- [EXERCISE REQUIREMENTS]
Pick out every line in the material below that contains the word "colored", and copy each of those lines.
***** RECORDS SUPPLIED *****
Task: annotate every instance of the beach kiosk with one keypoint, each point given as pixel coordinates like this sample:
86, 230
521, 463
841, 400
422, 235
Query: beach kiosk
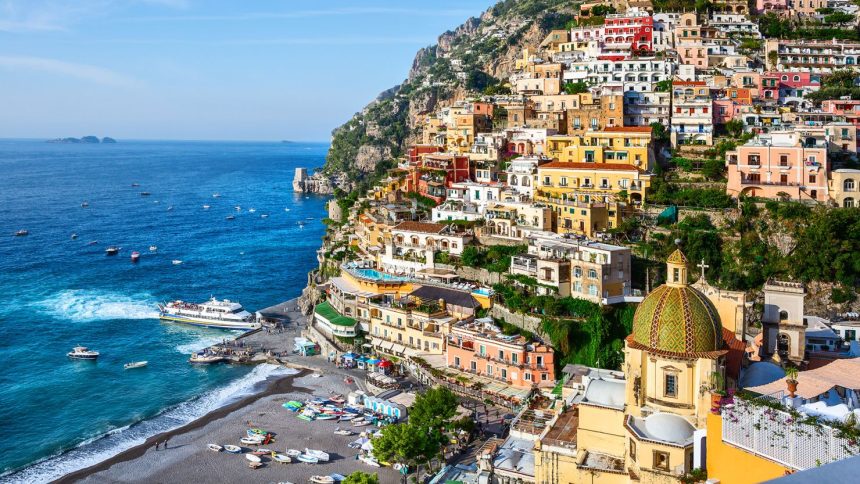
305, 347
*****
***** RECORDS SUPPLIED *****
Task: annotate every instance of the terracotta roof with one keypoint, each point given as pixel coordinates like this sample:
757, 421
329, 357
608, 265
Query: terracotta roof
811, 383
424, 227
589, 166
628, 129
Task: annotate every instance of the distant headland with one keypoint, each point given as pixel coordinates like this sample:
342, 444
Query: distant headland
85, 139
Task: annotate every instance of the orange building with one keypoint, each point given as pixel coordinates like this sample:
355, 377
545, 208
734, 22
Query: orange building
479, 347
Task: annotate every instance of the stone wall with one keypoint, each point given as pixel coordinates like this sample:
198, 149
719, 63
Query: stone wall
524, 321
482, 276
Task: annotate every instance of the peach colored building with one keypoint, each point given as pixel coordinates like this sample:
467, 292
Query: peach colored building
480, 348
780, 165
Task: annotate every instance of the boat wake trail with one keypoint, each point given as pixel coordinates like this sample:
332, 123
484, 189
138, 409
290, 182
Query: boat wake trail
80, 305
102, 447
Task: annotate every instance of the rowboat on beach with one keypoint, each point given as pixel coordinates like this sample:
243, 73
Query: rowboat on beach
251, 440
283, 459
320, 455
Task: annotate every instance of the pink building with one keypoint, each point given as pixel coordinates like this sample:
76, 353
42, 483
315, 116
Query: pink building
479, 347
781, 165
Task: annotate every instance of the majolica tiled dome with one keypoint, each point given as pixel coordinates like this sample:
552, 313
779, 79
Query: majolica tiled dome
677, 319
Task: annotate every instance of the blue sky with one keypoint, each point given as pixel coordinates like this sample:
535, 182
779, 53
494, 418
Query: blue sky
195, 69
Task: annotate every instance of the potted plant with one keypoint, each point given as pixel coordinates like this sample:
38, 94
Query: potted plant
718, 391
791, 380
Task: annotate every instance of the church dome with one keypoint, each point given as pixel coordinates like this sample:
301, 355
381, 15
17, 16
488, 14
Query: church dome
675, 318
*****
- [SOLVED EXERCISE]
Task: annotate every instance of the peach colored building with one keypoint, each point given as pixel coordinates like this sample:
Query: peach colored building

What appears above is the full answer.